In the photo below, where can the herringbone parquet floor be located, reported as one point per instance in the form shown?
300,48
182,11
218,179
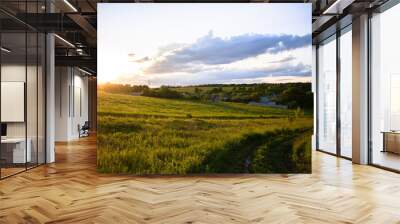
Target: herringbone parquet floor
71,191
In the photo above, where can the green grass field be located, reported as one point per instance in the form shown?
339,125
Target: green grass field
146,135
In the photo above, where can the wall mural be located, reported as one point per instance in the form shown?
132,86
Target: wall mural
204,88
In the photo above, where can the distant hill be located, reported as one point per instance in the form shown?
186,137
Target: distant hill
290,95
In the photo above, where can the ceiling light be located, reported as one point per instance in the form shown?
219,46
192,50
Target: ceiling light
64,40
84,71
338,6
70,5
5,50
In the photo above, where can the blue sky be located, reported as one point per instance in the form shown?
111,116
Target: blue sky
189,44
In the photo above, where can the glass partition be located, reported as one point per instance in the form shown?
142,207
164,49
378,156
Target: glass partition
346,93
22,107
14,153
385,89
327,95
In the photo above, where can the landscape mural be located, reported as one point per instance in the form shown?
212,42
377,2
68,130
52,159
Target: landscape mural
199,91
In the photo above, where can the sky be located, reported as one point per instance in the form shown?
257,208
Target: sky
192,43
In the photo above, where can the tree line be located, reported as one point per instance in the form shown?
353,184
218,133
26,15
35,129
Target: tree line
293,95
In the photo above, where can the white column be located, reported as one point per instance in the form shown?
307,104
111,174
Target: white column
314,88
360,90
50,98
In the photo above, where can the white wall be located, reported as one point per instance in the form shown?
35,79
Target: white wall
71,94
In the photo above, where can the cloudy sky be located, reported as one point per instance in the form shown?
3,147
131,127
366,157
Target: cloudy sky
188,44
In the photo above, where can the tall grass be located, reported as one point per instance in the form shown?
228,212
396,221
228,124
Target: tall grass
144,135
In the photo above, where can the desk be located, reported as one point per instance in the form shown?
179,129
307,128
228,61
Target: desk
13,150
391,141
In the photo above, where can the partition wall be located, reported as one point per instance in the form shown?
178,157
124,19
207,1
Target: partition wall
22,77
334,73
373,87
385,88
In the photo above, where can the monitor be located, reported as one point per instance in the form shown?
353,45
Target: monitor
3,129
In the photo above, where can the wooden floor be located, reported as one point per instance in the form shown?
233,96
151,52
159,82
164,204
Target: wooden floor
70,191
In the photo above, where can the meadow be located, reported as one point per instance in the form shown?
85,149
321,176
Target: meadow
149,135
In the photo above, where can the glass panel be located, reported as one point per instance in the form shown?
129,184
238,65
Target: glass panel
41,99
346,94
327,96
13,86
385,84
31,98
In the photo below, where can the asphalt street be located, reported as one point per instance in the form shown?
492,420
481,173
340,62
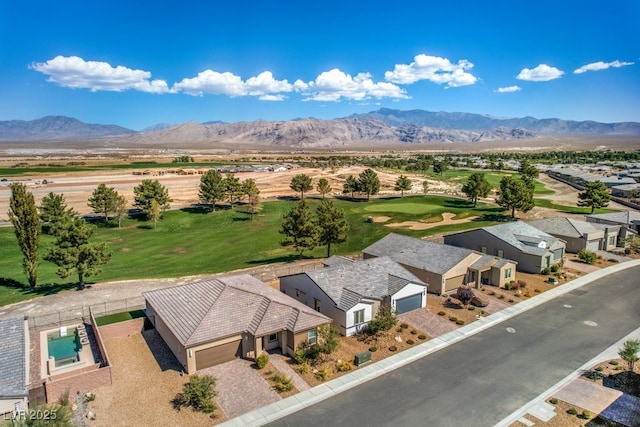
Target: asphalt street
482,379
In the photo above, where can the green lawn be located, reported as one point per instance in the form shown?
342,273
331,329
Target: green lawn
190,242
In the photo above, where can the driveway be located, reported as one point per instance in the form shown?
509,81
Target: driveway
240,387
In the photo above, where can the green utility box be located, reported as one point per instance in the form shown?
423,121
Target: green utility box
362,358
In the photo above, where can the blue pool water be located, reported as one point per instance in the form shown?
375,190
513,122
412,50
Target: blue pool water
64,349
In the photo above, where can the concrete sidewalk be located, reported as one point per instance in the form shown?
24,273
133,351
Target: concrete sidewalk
334,387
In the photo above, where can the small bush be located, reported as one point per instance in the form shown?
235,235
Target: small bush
303,368
344,366
262,360
323,373
282,383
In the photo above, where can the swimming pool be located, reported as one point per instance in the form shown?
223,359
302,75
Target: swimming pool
64,349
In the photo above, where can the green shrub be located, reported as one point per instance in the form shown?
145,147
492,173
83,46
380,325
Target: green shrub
197,393
282,383
344,366
262,360
323,373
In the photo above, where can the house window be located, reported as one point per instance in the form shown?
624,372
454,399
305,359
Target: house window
312,337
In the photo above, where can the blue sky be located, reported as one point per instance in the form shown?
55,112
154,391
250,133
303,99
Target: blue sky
136,64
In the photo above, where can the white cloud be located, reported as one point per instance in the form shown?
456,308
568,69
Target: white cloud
542,73
212,82
333,85
598,66
433,68
508,89
75,72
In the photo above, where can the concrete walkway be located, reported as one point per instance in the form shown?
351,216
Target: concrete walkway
334,387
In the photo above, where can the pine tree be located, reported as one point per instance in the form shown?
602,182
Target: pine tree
299,228
332,224
23,214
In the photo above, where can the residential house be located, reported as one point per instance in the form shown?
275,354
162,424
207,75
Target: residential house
14,365
351,292
217,320
443,267
533,249
629,222
579,235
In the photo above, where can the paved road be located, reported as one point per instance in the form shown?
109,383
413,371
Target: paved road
484,378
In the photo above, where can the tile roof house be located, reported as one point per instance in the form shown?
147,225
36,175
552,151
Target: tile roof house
443,267
351,292
579,235
217,320
14,365
533,249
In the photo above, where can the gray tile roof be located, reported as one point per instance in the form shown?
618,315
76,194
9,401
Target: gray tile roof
429,256
13,356
561,226
523,236
624,217
226,306
375,278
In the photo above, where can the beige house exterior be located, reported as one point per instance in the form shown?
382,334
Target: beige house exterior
214,321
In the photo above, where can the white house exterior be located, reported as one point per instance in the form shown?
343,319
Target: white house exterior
351,292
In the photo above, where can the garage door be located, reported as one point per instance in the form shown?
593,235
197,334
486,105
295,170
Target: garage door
408,303
219,354
593,245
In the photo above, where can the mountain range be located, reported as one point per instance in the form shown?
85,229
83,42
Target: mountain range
383,126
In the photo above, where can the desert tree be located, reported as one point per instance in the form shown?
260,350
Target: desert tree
350,186
595,195
368,182
103,200
629,352
332,224
72,251
53,209
149,190
299,228
323,186
23,214
476,186
402,184
515,194
212,188
301,183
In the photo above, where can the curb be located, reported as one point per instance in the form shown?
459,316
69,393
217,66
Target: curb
284,407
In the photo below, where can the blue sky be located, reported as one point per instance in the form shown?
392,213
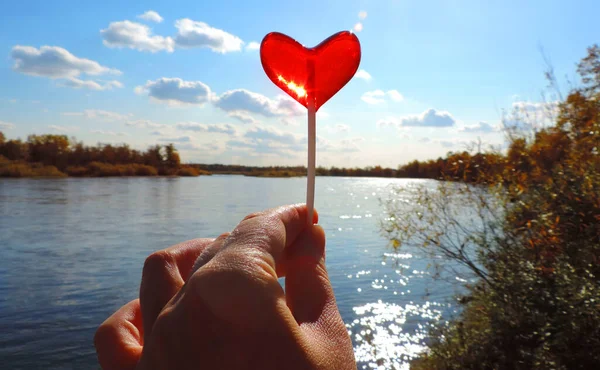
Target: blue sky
434,75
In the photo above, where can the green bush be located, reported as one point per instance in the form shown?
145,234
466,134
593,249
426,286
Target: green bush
529,232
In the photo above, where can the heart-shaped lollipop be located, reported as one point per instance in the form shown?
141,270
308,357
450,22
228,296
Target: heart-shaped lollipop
311,76
318,72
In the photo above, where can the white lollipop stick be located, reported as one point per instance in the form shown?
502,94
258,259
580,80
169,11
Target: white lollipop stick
310,180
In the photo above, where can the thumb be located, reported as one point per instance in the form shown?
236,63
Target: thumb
309,294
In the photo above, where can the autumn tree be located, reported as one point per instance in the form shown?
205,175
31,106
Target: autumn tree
526,227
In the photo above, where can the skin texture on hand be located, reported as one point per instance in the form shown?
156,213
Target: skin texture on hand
217,304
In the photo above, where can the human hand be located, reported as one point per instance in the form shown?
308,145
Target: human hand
217,304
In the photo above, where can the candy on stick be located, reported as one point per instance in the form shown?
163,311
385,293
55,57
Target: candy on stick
311,76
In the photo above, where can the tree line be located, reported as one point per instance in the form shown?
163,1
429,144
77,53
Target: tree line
529,248
59,155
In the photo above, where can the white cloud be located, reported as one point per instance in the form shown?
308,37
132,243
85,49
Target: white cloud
429,118
481,128
394,95
241,100
202,127
90,85
273,134
388,122
532,115
180,139
536,108
6,125
99,114
379,96
243,117
338,128
192,34
64,129
132,35
260,141
55,62
109,133
362,74
151,16
176,91
287,121
343,146
253,45
144,123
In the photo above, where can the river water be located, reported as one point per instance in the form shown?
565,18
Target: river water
72,250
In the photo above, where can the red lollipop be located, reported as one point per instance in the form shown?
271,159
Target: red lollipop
311,76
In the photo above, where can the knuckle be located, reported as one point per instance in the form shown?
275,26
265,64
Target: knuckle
158,263
104,334
252,215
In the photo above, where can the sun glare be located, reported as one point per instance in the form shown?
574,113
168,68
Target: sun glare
299,90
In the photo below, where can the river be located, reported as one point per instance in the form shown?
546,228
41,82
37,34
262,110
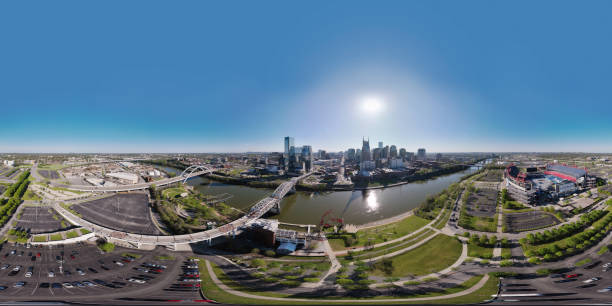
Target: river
355,207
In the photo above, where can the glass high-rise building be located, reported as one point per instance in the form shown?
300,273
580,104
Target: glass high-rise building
288,144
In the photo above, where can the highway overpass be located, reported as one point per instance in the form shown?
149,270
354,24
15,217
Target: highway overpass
178,242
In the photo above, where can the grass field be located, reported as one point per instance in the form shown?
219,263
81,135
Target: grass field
212,291
433,256
39,239
384,232
506,253
479,251
173,192
72,234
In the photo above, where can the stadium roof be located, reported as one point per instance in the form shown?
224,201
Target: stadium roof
568,170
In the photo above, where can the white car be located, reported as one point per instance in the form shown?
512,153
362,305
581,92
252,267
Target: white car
134,280
590,280
607,289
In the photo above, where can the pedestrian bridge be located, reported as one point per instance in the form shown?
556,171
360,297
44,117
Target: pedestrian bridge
191,171
177,242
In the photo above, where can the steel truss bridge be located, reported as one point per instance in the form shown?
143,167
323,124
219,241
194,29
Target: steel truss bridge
178,241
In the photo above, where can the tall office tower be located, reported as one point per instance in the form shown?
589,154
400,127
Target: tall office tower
421,154
376,154
288,144
393,152
307,158
365,150
351,154
322,154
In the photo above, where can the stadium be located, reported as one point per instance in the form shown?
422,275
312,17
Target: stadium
543,184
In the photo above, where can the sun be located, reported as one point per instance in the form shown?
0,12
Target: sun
372,105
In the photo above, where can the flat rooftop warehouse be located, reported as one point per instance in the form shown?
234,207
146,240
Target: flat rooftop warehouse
122,212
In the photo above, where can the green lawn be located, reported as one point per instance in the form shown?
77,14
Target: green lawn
506,253
72,234
173,192
433,256
384,233
479,251
31,196
212,291
39,238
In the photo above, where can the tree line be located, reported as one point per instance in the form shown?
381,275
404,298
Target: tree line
14,192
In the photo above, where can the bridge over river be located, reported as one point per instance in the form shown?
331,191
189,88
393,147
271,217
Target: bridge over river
182,241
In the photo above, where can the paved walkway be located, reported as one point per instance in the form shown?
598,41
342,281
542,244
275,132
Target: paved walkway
229,290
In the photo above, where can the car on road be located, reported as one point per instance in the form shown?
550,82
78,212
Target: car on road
590,280
135,280
607,289
565,280
89,284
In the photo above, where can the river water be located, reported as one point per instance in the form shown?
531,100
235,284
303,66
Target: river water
355,207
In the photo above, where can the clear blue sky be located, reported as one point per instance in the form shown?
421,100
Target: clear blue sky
219,76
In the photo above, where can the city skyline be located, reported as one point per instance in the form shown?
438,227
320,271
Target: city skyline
411,74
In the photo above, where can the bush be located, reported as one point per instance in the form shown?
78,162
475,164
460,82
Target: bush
344,281
290,283
106,247
258,263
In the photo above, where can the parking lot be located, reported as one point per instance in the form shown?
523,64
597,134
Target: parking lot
516,222
38,219
125,212
482,203
569,286
492,176
49,174
82,270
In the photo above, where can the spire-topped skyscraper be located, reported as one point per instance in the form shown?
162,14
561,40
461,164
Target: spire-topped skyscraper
365,150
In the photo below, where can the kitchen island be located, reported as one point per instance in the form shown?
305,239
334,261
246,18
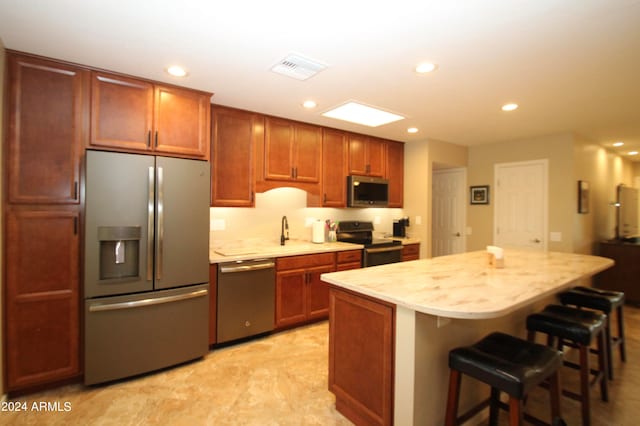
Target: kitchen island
392,326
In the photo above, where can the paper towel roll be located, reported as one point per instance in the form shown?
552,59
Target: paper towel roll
317,232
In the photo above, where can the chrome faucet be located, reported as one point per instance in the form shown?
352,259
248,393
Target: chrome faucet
284,227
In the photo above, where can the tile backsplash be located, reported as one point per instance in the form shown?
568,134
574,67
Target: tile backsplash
263,222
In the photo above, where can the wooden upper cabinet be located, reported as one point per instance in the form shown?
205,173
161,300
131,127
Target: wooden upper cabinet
121,112
293,151
366,156
334,168
47,120
235,134
137,115
395,173
182,122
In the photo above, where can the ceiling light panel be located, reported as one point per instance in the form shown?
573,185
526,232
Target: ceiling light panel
354,112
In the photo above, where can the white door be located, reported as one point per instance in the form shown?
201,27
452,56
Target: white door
448,212
521,212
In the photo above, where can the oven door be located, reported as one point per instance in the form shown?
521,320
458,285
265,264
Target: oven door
381,255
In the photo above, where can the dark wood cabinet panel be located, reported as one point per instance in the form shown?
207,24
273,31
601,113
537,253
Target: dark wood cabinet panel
213,303
411,252
121,112
334,168
42,297
293,151
182,122
361,356
137,115
395,173
300,294
290,297
366,156
235,134
623,276
308,153
47,121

▸ **DIRECTIVE**
Repeat precisely the lines of the data starting at the one containing "In the photo above, where can the white door", last line included.

▸ **WRITTEN ANSWER**
In the photo above, where can the white door be located, reported as one point per instance in the form shown?
201,27
452,56
Target: white door
448,212
521,212
In the photo above, where can the oven door be located, reported as one point per instance in the form shown?
521,320
458,285
265,264
Target: oven door
381,255
In the photo above, where can the dark wood cabinet panel be located, reported as one point per instance in the form shown?
207,24
273,31
601,113
537,253
Target: dark wood cabinet panel
213,303
411,252
121,112
334,168
42,297
293,151
182,122
361,356
137,115
395,173
300,294
290,297
366,156
235,134
623,276
308,153
47,121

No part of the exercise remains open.